=== Text excerpt ===

Opening the coffin of King Charles I
King Charles I was beheaded on 30 January 1649 outside Banqueting House in Whitehall. His embalmed body was put into a coffin and taken to St James’s. Parliament then gave permission for the King to be buried in the Chapel of St George at Windsor. Mr Herbert who had been a groom of the royal bedchamber was entrusted with overseeing the interment.
From The Famous Tragedie of King Charles I (London, 1709) British Library flickr
Lord Clarendon stated that some years later the King’s body could not be found at Windsor. There was a suggestion that King Charles II had re-interred his father at Westminster Abbey.
When George III built a mausoleum at Windsor, a passage was built under St George’s Chapel. Workmen accidentally made an opening in one of the walls of the vault where Henry VIII and Jane Seymour were said to be buried. A third coffin could also be seen, covered with a black velvet pall. This was in accordance with Herbert’s description and so it was presumed to hold the remains of King Charles I.

===

#### Objective 1
In the account of opening King Charles I's coffin, rewrite the stretch from "From The Famous" through "King Charles I.", swapping "Windsor" for "Windsor Castle".
#### Objective 2
According to the account of opening King Charles I's coffin, who was entrusted with overseeing the King's interment?
#### Objective 3
In the account of opening King Charles I's coffin, why was the third coffin in the vault presumed to hold the remains of King Charles I?

=== Given information ===

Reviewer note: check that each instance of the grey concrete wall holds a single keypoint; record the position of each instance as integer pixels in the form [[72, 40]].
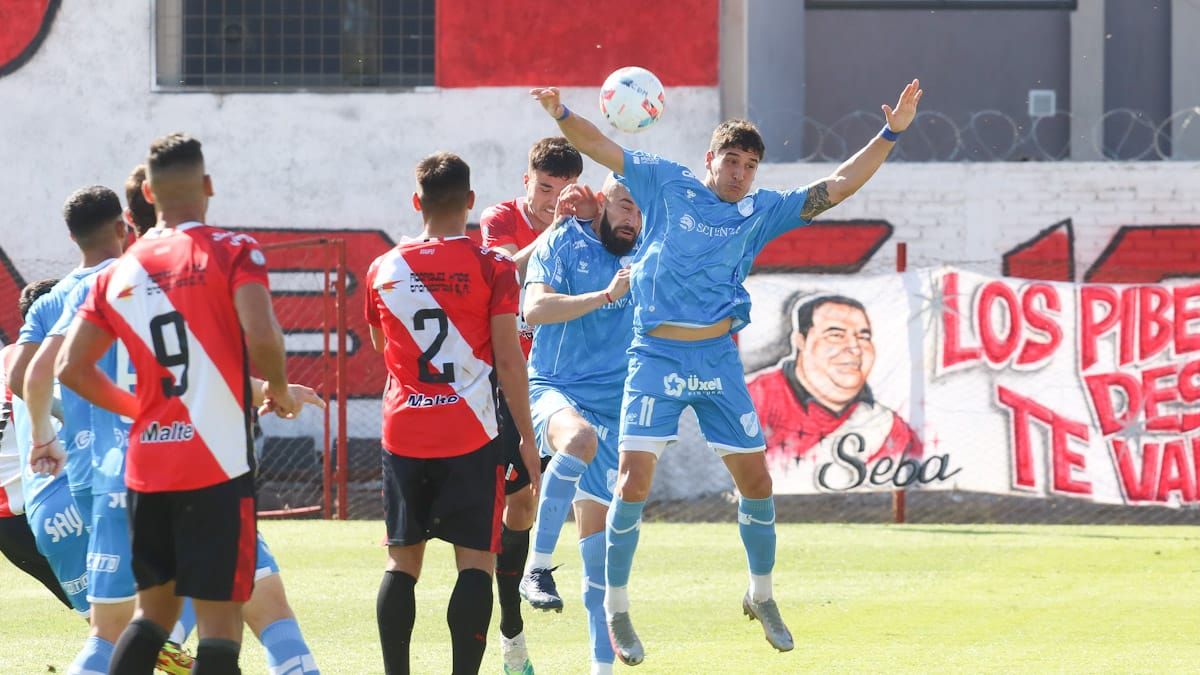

===

#### Written reply 1
From The Famous Tragedie of King Charles I (London, 1709) British Library flickr
Lord Clarendon stated that some years later the King’s body could not be found at Windsor Castle. There was a suggestion that King Charles II had re-interred his father at Westminster Abbey.
When George III built a mausoleum at Windsor Castle, a passage was built under St George’s Chapel. Workmen accidentally made an opening in one of the walls of the vault where Henry VIII and Jane Seymour were said to be buried. A third coffin could also be seen, covered with a black velvet pall. This was in accordance with Herbert’s description and so it was presumed to hold the remains of King Charles I.

#### Written reply 2
Mr Herbert, who had been a groom of the royal bedchamber.

#### Written reply 3
The third coffin was covered with a black velvet pall. This matched Herbert's description, so it was presumed to hold the remains of King Charles I.